- [Text provided]
--- begin ---

# Preconditioning Climate



## PiperPaul (Oct 31, 2018)

So the frost is on the pumpkin and young men's (and older ones) thoughts turn to warming up a cold M3 before driving off for ....
When in the car we happily have the front seat heater icons back which can make us toasty without the HVAC.
BUT I've just discovered that turning on a seat heater by the Climate screen on the app to get the car ready also (according the the screen graphics) turns on the HVAC fans (apparently at full blast). 
Then choosing to turn the HVAC off on the same app screen turns off the seat heater too.

Is there a way, using the app, to have the seat heat on without the car heater..... *like in the good old days? *

[Current software level is 2022.28.2 / app 4.13.1-1312 Auto seat heating is OFF Toques and masks are in the console Coffee is made Wood shed is full]


----------



## francoisp (Sep 28, 2018)

Using the app, I turn the hvac on touching the on/off icon, then I touch the seat to activate the warmer. When I turn the hvac off, the seat warmer turns off but turns back on a few seconds later. Give it a try.

Edit: the seat warmer does not stay on. 😞


----------



## SalisburySam (Jun 6, 2018)

PiperPaul said:


> Is there a way, using the app, to have the seat heat on without the car heater..... *like in the good old days? *
> 
> Current software level is 2022.28.2


So yet another reason, if anyone needed one, to remain as long as possible on 2022.20.8.


----------



## GDN (Oct 30, 2017)

I love Tesla and can tell you the software can be and is MUCH worse over at Ford, but why in the heck can Tesla have something work so well for YEARS and then they break it like this. There is truly no real excuse and just shows very poor planning, testing and software paths they have.

Let me just give you first hand however, it can be and is worse with other manufactures (FORD) !!


----------



## Park2670 (Aug 24, 2017)

I am hoping for a way to turn off the blasted "Auto" function on heated seats. I will never use it and want to get rid of that extra click.


----------



## PiperPaul (Oct 31, 2018)

francoisp said:


> Using the app, I turn the hvac on touching the on/off icon, then I touch the seat to activate the warmer. When I turn the hvac off, the seat warmer turns off but turns back on a few seconds later. Give it a try.
> 
> Edit: the seat warmer does not stay on. 😞


Thanks. I thought you were on to something but then, as your edit says, it doesn't show staying on. 

AND it all works differently depending on the order of choices:

touching the seat first turns everything on, then touching the On button turns everything off
touching the Off button turns HVAC on, then touching the seat turns it on, then touching the On button turns everything off, but then shows the seat heat on momentarily 
This behaviour smells like poor software design with multiple ineffective patches. Or perhaps, just smells.


----------



## PiperPaul (Oct 31, 2018)

Park2670 said:


> I am hoping for a way to turn off the blasted "Auto" function on heated seats. I will never use it and want to get rid of that extra click.


The app shows a choice of Heat or Auto as you turn on the seat heat.
But since the whole interface is so screwed up I haven't figured out what that really does in the car. When I'm in a better mood about it I'll sit in the car and run some tests.

*UPDATE*:
When using the app while sitting in the car it all seems to work as desired: seats heat independently of HVAC and seat heat levels appear on the display as chosen in the app.
Next I'll have to get my lovely and talented assistant to drive the app remotely while I sit in the car to monitor results.


----------

--- end ---

- [Dataset]
--- begin ---

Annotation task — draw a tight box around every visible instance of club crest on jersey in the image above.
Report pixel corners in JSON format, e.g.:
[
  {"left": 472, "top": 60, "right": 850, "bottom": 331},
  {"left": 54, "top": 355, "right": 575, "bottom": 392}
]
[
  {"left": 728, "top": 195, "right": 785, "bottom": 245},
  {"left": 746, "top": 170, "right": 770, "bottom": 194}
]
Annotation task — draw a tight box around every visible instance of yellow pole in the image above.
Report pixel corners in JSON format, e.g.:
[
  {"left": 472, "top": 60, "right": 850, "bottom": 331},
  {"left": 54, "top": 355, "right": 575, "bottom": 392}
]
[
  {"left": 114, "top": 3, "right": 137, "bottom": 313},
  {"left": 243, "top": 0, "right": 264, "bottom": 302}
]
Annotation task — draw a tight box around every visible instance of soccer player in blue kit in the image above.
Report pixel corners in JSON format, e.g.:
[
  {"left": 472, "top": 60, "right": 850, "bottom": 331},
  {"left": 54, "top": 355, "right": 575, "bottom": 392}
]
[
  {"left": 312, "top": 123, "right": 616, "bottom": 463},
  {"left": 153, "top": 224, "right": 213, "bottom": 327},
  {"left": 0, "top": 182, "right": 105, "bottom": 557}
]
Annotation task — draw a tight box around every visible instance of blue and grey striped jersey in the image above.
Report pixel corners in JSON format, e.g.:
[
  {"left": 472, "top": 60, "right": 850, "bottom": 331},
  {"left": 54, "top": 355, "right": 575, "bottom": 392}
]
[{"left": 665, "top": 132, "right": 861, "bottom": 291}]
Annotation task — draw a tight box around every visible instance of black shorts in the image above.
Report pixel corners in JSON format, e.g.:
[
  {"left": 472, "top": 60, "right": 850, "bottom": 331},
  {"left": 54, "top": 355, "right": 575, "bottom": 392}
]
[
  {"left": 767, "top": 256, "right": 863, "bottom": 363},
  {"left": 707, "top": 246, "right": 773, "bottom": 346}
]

--- end ---

Rewrite the preconditioning climate thread from "I love Tesla" to "(Aug 24, 2017)", updating it so that "firmware" replaces "software".

I love Tesla and can tell you the firmware can be and is MUCH worse over at Ford, but why in the heck can Tesla have something work so well for YEARS and then they break it like this. There is truly no real excuse and just shows very poor planning, testing and firmware paths they have.

Let me just give you first hand however, it can be and is worse with other manufactures (FORD) !!


----------



## Park2670 (Aug 24, 2017)